# What is asked:
a – Write out the passage of the OVS shareholders' meeting press release from "The Ordinary Shareholders' Meeting approved the OVS" to "30 December 2016." without altering a word.
b – According to the OVS shareholders' meeting press release, what net profit did OVS S.p.A. report in its financial statements for the year ended 31 January 2022?
c – Resume the OVS shareholders' meeting press release after its last sentence and extend it with further text.

# Excerpt provided:
+===+

THE ORDINARY SHAREHOLDERS' MEETING OF OVS S.p.A. HAS APPROVED THE FINANCIAL STATEMENTS FOR THE YEAR ENDED 31 JANUARY 2022 AND THE DISTRIBUTION OF A DIVIDEND OF €0.04 PER SHARE FORECASTS FOR GROWTH IN 2022 ARE CONFIRMED

The Shareholders' Meeting also approved:

  • the remuneration policy for the financial year 2022;
  • authorisation to purchase and dispose of treasury shares;
  • the new "2022 – 2026 Performance Shares Plan" and the granting of a mandate to the Board of Directors to increase the share capital to service this plan;
  • the entrustment of the statutory audit of the accounts for the 2023-2031 period to KPMG S.p.A.;
  • the appointment of a statutory auditor.

Venice-Mestre, 31 May 2022 – The Shareholders' Meeting of OVS S.p.A. ("OVS" or the "Company") (Euronext Milan: OVS) met today at a single call.

Financial Statements ended 31 January 2022 and distribution of a dividend

The Ordinary Shareholders' Meeting approved the OVS S.p.A. financial statements ended 31 January 2022, reporting a net profit of €44.8 million.

The Shareholders' Meeting also resolved to distribute an ordinary dividend for the year ended 31 January 2022 of €0.04 per share. The no. 4 coupon detachment date was set at 20 June 2022 and the payment date at 22 June 2022 (record date of 21 June 2022).

The Ordinary Shareholders' Meeting also took note of the consolidated financial statements of the OVS Group for the year ended 31 January 2022 and the non-financial declaration made pursuant to Legislative Decree 254 of 30 December 2016.

For further information, please see (i) the press release dated 21 April 2022 and (ii) the explanatory report on the 1st (first) and 2nd (second) item on the agenda of the OVS Ordinary Shareholders' Meeting dated 31 May 2022, which is available on the Company website at www.ovscorporate.it and the authorised storage mechanism at .

Report on the remuneration policy and compensation paid

With a binding resolution and as required by the applicable legislation, the Ordinary Shareholders' Meeting approved the first section of the report on the remuneration policy and compensation paid (remuneration policy) and voted favourably on an advisory basis on the second section of the report (compensation paid). For further information, see (i) the explanatory report on the 3rd (third) item on the agenda of the OVS Ordinary Shareholders' Meeting of 31 May 2022, and (ii) the report on the remuneration policy and compensation paid, which is available on the Company website at www.ovscorporate.it and the authorised storage mechanism at .

OVS SpA Registered office: Via Terraglio 17 30174 Mestre, Venice, Italy Tel.: +39 041 2397500 Fax: +39 041 2397630 Venice Companies Register no. Tax ID and VAT No. 04240010274

www.ovscorporate.it

The "2022-2026 Performance Shares Plan" Compensation Plan

The Ordinary Shareholders' Meeting approved a new medium/long-term equity-based incentive plan called the "2022-2026 Performance Shares Plan" (the "Plan"), which aligns the interests of beneficiaries with the creation of value for OVS's shareholders and investors in the long term, and to promote the retention among the beneficiaries by incentivising them to develop the Company's value, while at the same time creating a way to foster their loyalty. The Plan concerns the top management of the Company and its subsidiaries and other employees and contractors (including consultants and/or providers of intellectual work) of OVS and/or the subsidiaries that play strategically important roles in the Company's business or who are able to make a significant contribution to the pursuit of the strategic objectives of OVS and its subsidiaries.

+===+

# Raw records:
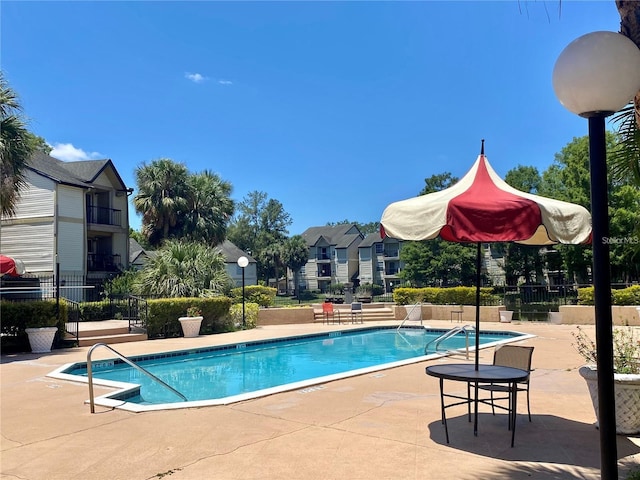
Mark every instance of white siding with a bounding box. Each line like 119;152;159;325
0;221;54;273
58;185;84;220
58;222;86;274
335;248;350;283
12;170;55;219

+===+

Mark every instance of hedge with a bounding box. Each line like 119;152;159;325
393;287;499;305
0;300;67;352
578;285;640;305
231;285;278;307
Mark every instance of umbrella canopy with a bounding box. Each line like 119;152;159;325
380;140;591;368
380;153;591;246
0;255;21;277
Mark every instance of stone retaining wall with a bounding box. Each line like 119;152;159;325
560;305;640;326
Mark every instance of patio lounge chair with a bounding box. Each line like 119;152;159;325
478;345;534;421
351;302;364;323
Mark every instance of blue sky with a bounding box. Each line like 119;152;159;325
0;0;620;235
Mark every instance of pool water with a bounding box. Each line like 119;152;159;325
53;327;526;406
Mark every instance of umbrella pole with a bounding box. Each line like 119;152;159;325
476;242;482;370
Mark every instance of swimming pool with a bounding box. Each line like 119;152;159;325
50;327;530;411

+===+

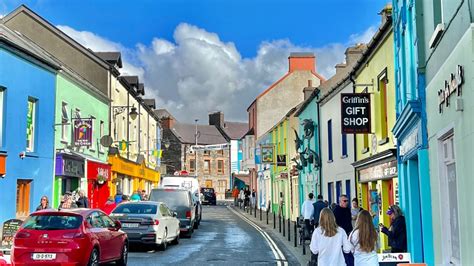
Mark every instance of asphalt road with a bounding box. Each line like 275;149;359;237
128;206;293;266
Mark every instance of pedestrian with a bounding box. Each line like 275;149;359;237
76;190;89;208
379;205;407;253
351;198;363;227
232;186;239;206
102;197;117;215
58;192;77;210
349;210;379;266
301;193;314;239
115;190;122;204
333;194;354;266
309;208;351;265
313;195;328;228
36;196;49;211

+===+

# Exercise responses:
a –
The Ordinary Shareholders' Meeting approved the OVS S.p.A. financial statements ended 31 January 2022, reporting a net profit of €44.8 million.

The Shareholders' Meeting also resolved to distribute an ordinary dividend for the year ended 31 January 2022 of €0.04 per share. The no. 4 coupon detachment date was set at 20 June 2022 and the payment date at 22 June 2022 (record date of 21 June 2022).

The Ordinary Shareholders' Meeting also took note of the consolidated financial statements of the OVS Group for the year ended 31 January 2022 and the non-financial declaration made pursuant to Legislative Decree 254 of 30 December 2016.

b – €44.8 million.

c –
Upon achievement of a performance objective for each three-year vesting period, the results of which are measured starting on 1 February and ending on 31 January of the third year in each period (2022- 2024/2023-2025/2024-2026), the Plan entitles each beneficiary to receive OVS shares free of charge, subject to the circumstances set out in this plan (existence of the relationship with the Company and absence of disciplinary sanctions).

The number of actual shares assigned to each beneficiary for the achievement of the objective, under the terms and conditions of the Plan's regulations, shall be determined by applying different criteria, depending on whether the reference price of the OVS share is less than or equal to €3.00 or more than €3.00.

The Plan is divided into three three-year performance ("rolling") cycles, 2022-2024, 2023-2025, 2024-2026 respectively, and it shall last until 31 January 2027. The maximum total number of shares to be assigned to beneficiaries in execution of the Plan is set at 4,500,000.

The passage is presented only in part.